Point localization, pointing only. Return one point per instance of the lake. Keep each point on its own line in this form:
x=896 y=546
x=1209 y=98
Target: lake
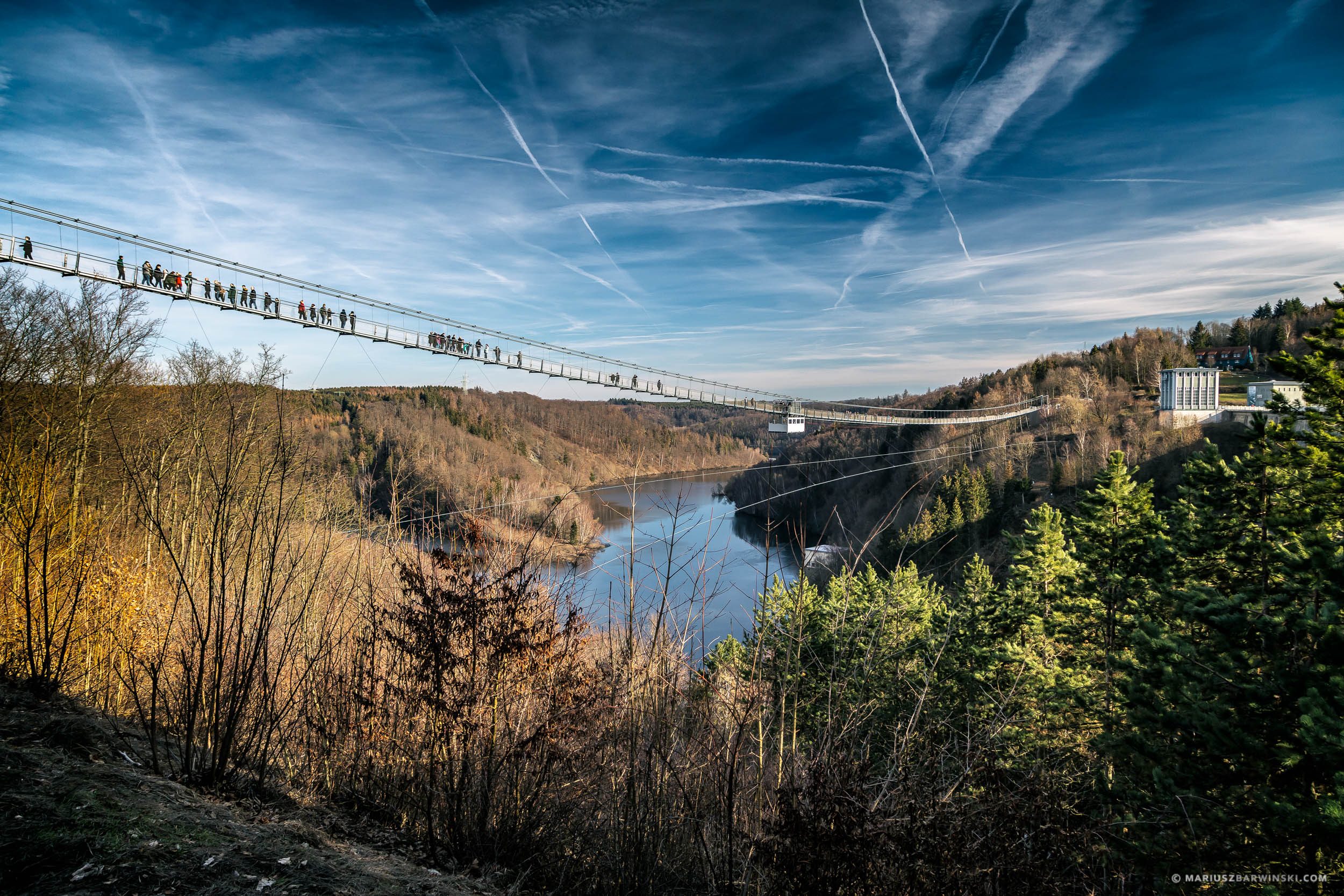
x=686 y=534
^^^^
→ **HOW TO COMPLETE THIS TASK**: In full and without changes, repeat the listing above, but not its pictures.

→ **WRITTEN SOLUTION**:
Point localization, pointing only. Return one point per instance of the lake. Keep each point on its own line in this form:
x=896 y=546
x=1209 y=98
Target: lake
x=686 y=534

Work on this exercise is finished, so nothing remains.